- Opening Delimiter -
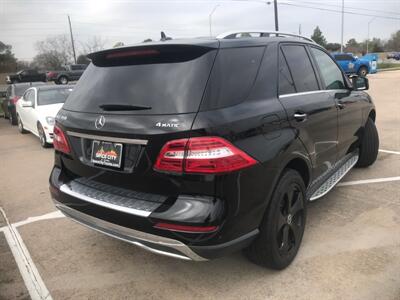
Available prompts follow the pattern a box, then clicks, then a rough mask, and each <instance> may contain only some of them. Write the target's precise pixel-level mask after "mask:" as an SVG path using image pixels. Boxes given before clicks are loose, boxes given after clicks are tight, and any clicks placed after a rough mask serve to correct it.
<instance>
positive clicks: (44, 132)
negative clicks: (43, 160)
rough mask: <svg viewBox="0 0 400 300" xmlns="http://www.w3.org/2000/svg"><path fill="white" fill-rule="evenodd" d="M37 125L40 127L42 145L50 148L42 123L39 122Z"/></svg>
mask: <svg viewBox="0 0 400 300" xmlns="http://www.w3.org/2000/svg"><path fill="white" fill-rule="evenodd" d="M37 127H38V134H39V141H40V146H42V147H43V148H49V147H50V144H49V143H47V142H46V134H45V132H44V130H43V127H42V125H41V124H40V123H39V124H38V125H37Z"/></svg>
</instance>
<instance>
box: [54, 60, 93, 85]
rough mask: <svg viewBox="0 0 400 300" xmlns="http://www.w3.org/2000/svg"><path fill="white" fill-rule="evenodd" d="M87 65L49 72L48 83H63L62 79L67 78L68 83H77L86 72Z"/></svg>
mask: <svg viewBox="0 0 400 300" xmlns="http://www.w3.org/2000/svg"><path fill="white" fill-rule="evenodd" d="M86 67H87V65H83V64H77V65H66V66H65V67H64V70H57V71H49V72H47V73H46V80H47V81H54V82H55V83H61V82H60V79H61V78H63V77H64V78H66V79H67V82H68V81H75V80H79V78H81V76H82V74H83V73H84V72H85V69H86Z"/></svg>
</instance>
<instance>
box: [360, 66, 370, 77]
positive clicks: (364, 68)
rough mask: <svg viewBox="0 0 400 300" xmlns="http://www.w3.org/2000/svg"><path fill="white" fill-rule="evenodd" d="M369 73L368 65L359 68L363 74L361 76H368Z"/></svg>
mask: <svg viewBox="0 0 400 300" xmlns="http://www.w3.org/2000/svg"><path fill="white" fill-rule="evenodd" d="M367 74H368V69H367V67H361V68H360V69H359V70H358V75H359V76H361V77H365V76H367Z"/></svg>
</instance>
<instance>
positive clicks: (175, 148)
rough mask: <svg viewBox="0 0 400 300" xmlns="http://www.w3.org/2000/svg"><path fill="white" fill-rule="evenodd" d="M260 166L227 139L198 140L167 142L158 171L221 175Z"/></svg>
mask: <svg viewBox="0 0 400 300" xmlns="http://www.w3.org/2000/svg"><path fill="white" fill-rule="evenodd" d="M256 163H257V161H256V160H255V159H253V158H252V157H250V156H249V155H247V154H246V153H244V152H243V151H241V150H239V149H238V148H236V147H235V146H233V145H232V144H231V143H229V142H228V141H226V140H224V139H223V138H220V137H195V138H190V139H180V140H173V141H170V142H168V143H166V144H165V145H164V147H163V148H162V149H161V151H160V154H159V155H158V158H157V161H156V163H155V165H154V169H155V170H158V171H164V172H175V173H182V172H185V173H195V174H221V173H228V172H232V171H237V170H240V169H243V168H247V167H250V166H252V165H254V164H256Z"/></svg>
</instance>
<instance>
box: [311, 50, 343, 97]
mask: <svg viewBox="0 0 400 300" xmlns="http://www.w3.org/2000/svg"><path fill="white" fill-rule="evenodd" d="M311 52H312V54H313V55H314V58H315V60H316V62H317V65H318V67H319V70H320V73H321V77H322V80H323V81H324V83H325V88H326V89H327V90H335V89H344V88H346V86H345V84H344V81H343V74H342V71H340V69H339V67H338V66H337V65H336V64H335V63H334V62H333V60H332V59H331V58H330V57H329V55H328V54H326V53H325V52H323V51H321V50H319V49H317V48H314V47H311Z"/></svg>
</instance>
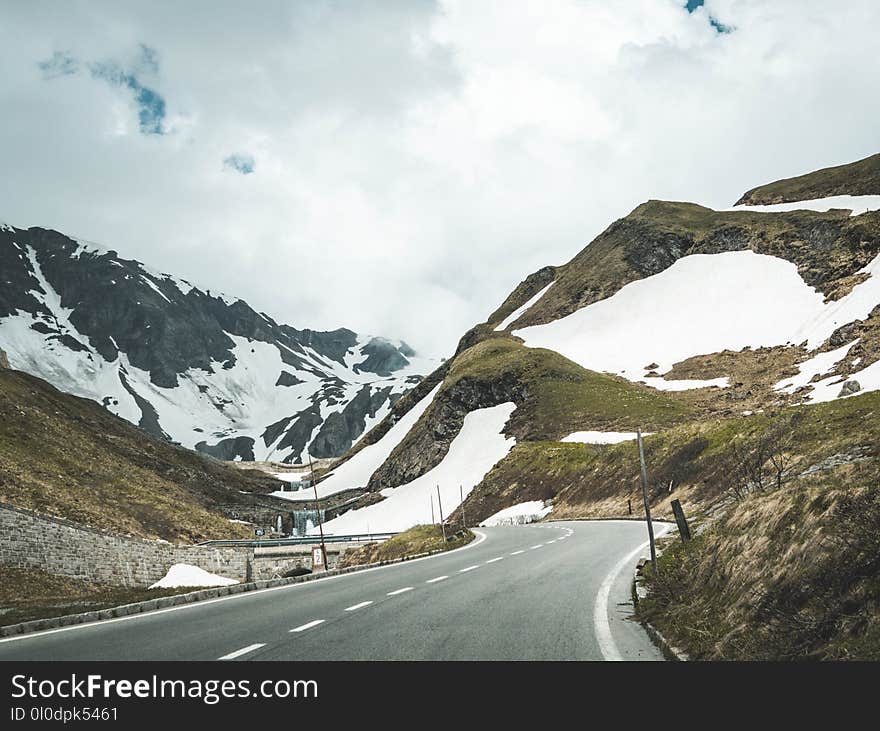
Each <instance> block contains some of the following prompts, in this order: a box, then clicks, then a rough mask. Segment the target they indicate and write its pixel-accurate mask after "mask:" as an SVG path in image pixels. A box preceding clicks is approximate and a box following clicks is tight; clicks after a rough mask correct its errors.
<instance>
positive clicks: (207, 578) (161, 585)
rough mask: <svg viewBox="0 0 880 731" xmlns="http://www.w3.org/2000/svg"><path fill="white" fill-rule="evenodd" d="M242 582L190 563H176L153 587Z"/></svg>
- Closing Delimiter -
▶ Problem to solve
Give the data back exactly, omitting all pictures.

▶ Response
Available prompts follow the pattern a box, then clicks, then a rough mask, and each <instance> may contain only some of them. Write the target's precise pixel-level mask after "mask:" as an SVG path using image pixels. Boxes given before clicks are loose, boxes given after clicks are tight, and any clicks placed after a rough mask serve to correct it.
<instance>
positive clicks: (44, 132)
negative clicks: (43, 160)
rough mask: <svg viewBox="0 0 400 300" xmlns="http://www.w3.org/2000/svg"><path fill="white" fill-rule="evenodd" d="M37 125L40 127L42 145L50 148L42 123L39 122Z"/></svg>
mask: <svg viewBox="0 0 400 300" xmlns="http://www.w3.org/2000/svg"><path fill="white" fill-rule="evenodd" d="M37 127H38V134H39V141H40V146H42V147H43V148H49V147H50V144H49V143H47V142H46V134H45V132H44V130H43V127H42V125H41V124H40V123H39V124H38V125H37Z"/></svg>
</instance>
<instance>
box: [54, 60, 93, 85]
rough mask: <svg viewBox="0 0 400 300" xmlns="http://www.w3.org/2000/svg"><path fill="white" fill-rule="evenodd" d="M87 65L49 72L48 83H63L62 79L67 78L68 83H77L86 72Z"/></svg>
mask: <svg viewBox="0 0 400 300" xmlns="http://www.w3.org/2000/svg"><path fill="white" fill-rule="evenodd" d="M86 67H87V65H83V64H77V65H66V66H65V67H64V70H57V71H49V72H47V73H46V80H47V81H54V82H55V83H61V82H60V79H61V78H63V77H64V78H66V79H67V82H68V81H75V80H79V78H81V76H82V74H83V73H84V72H85V69H86Z"/></svg>
</instance>
<instance>
box: [360, 66, 370, 77]
positive clicks: (364, 68)
rough mask: <svg viewBox="0 0 400 300" xmlns="http://www.w3.org/2000/svg"><path fill="white" fill-rule="evenodd" d="M369 73L368 65L359 68L363 74L361 76H368Z"/></svg>
mask: <svg viewBox="0 0 400 300" xmlns="http://www.w3.org/2000/svg"><path fill="white" fill-rule="evenodd" d="M367 74H368V69H367V67H361V68H360V69H359V70H358V75H359V76H361V77H365V76H367Z"/></svg>
</instance>
<instance>
positive clicks: (175, 148)
rough mask: <svg viewBox="0 0 400 300" xmlns="http://www.w3.org/2000/svg"><path fill="white" fill-rule="evenodd" d="M260 166L227 139L198 140L167 142L158 171L221 175Z"/></svg>
mask: <svg viewBox="0 0 400 300" xmlns="http://www.w3.org/2000/svg"><path fill="white" fill-rule="evenodd" d="M256 163H257V161H256V160H255V159H253V158H252V157H250V156H249V155H247V154H246V153H244V152H243V151H241V150H239V149H238V148H236V147H235V146H233V145H232V144H231V143H229V142H228V141H226V140H224V139H223V138H220V137H195V138H190V139H180V140H173V141H170V142H168V143H166V144H165V145H164V147H163V148H162V149H161V151H160V154H159V155H158V158H157V161H156V163H155V165H154V169H155V170H158V171H164V172H175V173H182V172H185V173H195V174H221V173H228V172H232V171H237V170H240V169H243V168H247V167H250V166H252V165H254V164H256Z"/></svg>
</instance>
<instance>
box: [311, 50, 343, 97]
mask: <svg viewBox="0 0 400 300" xmlns="http://www.w3.org/2000/svg"><path fill="white" fill-rule="evenodd" d="M311 52H312V54H313V55H314V58H315V60H316V62H317V65H318V67H319V70H320V73H321V77H322V80H323V81H324V83H325V88H326V89H327V90H335V89H344V88H346V86H345V84H344V81H343V74H342V71H340V69H339V67H338V66H337V65H336V64H335V63H334V62H333V60H332V59H331V58H330V57H329V55H328V54H326V53H325V52H323V51H321V50H319V49H317V48H314V47H311Z"/></svg>
</instance>
Each <instance> block contains some of the following prompts, in this order: a box, then clicks, then a rough mask. Segment the target they indicate and write its pixel-accurate mask after "mask:" as an SVG path in image pixels. A box preceding clicks is approximate and a box following clicks is tight; clicks after a rough mask correct its errors.
<instance>
positive clicks: (207, 578) (161, 585)
rough mask: <svg viewBox="0 0 880 731" xmlns="http://www.w3.org/2000/svg"><path fill="white" fill-rule="evenodd" d="M242 582L190 563H176L153 587Z"/></svg>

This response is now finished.